**Problem to solve:** Update the lines from the one with "target: yellow reflective stripe" through the end of the lines, swapping "hole_rule" for "fill_rule" and keeping everything else the same. Give back only those lines.

**Records provided:**

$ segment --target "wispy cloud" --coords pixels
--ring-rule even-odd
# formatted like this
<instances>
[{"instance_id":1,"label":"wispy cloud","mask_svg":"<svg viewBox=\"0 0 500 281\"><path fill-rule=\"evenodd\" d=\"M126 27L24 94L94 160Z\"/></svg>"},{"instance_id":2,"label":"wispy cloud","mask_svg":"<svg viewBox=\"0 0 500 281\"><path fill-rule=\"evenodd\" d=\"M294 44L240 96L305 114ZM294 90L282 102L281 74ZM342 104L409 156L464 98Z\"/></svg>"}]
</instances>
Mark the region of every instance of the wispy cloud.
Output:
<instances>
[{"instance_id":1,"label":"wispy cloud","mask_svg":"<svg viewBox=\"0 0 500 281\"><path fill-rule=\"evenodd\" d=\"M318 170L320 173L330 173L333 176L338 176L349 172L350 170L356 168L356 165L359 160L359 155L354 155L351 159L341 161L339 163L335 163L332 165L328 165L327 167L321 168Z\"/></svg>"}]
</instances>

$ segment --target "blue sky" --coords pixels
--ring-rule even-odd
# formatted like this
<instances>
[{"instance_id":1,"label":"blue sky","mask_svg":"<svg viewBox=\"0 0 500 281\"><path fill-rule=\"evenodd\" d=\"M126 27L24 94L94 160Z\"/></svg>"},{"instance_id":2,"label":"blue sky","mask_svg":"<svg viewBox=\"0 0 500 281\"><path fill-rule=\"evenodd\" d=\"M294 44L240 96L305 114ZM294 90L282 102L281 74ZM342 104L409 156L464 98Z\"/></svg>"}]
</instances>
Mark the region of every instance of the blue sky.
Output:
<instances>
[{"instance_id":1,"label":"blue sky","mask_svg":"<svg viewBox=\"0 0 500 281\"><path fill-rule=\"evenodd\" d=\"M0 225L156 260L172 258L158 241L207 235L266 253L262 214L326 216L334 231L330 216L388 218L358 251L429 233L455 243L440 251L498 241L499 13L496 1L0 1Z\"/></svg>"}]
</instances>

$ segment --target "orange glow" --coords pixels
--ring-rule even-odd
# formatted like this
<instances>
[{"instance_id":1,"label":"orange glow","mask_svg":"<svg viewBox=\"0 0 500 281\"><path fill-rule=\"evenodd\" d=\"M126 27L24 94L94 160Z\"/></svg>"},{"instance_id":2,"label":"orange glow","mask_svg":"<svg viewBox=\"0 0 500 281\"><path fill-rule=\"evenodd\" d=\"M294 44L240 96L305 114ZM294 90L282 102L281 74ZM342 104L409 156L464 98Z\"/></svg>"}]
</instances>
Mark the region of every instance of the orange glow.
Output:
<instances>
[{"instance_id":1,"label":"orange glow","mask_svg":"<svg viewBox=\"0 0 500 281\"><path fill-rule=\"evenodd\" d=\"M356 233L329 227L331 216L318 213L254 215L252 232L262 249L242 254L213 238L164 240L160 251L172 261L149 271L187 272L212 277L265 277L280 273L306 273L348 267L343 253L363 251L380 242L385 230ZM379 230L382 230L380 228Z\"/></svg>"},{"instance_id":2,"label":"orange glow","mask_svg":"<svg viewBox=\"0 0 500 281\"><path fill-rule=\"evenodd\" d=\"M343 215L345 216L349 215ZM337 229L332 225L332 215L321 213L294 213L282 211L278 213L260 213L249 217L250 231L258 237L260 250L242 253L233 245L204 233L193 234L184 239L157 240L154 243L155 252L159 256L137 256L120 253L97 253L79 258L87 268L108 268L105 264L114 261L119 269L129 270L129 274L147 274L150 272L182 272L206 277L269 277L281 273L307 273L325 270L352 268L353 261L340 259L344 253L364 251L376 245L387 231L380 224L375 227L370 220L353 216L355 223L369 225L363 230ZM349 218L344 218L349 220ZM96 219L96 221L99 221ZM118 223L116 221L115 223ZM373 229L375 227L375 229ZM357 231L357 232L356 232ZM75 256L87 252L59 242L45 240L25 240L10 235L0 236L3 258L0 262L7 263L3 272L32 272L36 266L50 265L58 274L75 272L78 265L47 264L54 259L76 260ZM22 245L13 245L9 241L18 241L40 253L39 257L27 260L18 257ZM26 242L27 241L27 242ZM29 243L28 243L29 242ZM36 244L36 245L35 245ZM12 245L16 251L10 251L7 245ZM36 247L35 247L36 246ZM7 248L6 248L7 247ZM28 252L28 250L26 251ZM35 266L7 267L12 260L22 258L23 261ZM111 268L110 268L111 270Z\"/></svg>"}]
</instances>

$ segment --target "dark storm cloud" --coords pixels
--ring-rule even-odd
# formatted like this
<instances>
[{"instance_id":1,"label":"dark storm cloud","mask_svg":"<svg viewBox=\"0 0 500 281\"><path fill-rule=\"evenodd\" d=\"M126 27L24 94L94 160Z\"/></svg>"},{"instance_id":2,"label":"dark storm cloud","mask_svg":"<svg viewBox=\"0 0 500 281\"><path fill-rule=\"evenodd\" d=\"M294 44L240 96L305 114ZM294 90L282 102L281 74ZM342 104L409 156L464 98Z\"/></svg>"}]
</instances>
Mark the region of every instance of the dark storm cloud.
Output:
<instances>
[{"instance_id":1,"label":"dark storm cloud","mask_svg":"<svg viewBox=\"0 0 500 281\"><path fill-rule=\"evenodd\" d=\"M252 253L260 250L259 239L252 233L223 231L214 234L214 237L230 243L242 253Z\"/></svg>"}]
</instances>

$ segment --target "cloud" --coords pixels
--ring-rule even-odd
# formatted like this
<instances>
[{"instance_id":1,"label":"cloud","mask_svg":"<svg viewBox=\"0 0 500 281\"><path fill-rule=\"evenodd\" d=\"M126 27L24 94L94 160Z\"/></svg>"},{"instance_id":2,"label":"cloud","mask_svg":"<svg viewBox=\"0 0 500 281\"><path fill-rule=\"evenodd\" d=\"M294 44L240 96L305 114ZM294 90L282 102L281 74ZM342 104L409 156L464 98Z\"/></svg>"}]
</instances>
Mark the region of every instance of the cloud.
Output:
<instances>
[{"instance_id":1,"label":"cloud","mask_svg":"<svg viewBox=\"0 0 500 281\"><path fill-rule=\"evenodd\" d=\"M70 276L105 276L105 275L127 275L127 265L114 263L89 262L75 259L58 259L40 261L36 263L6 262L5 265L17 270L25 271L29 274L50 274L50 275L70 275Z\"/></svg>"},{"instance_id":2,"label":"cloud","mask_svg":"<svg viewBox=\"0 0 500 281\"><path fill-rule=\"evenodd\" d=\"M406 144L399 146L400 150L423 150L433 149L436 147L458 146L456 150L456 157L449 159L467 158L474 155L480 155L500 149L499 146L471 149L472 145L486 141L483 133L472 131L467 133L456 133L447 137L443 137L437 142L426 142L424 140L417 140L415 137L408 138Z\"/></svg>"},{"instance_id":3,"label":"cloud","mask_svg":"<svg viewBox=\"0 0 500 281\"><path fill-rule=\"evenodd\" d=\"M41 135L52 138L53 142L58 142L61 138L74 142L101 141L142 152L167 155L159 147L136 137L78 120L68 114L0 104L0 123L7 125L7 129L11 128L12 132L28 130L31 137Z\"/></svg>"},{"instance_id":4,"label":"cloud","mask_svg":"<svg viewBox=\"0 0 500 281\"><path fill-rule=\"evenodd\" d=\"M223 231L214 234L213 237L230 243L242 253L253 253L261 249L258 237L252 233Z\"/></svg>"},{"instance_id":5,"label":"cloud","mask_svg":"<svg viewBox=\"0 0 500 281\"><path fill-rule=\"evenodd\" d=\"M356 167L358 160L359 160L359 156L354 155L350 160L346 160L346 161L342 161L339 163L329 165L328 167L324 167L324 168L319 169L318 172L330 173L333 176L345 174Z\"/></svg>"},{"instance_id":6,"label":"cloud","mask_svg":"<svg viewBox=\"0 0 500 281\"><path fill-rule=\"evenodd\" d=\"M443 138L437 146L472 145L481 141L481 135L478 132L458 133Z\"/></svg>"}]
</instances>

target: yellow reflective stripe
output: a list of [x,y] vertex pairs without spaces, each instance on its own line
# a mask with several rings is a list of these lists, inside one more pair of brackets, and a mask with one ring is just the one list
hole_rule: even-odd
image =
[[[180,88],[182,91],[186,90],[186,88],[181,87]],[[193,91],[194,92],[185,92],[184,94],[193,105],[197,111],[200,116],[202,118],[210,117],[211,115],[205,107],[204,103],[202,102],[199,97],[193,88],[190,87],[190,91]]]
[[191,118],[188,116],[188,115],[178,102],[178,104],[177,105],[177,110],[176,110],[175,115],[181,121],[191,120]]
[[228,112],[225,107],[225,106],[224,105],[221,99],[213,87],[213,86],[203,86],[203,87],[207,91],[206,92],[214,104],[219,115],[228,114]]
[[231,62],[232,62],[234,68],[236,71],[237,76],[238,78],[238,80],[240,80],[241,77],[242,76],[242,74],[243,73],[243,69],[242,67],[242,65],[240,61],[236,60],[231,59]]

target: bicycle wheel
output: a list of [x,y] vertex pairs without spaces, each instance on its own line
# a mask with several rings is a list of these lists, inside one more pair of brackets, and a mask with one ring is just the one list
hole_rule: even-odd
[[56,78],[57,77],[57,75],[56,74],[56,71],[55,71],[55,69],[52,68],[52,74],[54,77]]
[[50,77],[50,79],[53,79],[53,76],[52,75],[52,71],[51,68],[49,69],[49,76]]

**Solution for this task:**
target: yellow reflective stripe
output: a list of [x,y] vertex pairs without spaces, each instance on its own line
# a mask with several rings is a list of these lists, inside one more pair of brackets, and a mask with one ring is just the one list
fill_rule: even-odd
image =
[[[180,88],[182,91],[186,90],[186,88],[181,87]],[[193,91],[194,92],[185,92],[184,94],[193,105],[197,111],[200,116],[202,118],[210,117],[211,115],[205,107],[204,103],[202,102],[199,97],[193,88],[190,87],[190,91]]]
[[191,118],[188,116],[188,115],[178,102],[178,104],[177,105],[177,110],[176,110],[175,115],[181,121],[191,120]]
[[228,112],[225,107],[225,106],[224,105],[221,99],[213,87],[213,86],[203,86],[203,87],[207,91],[206,92],[214,104],[219,115],[228,114]]
[[231,62],[232,62],[234,68],[236,71],[237,76],[238,78],[238,80],[240,80],[241,77],[242,76],[242,74],[243,73],[243,69],[242,67],[242,65],[240,61],[236,60],[231,59]]

target: bicycle wheel
output: a list of [x,y] vertex pairs without spaces, each instance on its own line
# a mask with several rings is a list of these lists, inside one more pair of brackets, and a mask with one ring is just the one list
fill_rule: even-odd
[[56,78],[57,77],[57,75],[56,74],[56,71],[55,71],[55,69],[52,68],[52,74],[54,77]]
[[50,77],[50,79],[53,79],[53,76],[52,75],[52,71],[51,68],[49,69],[49,76]]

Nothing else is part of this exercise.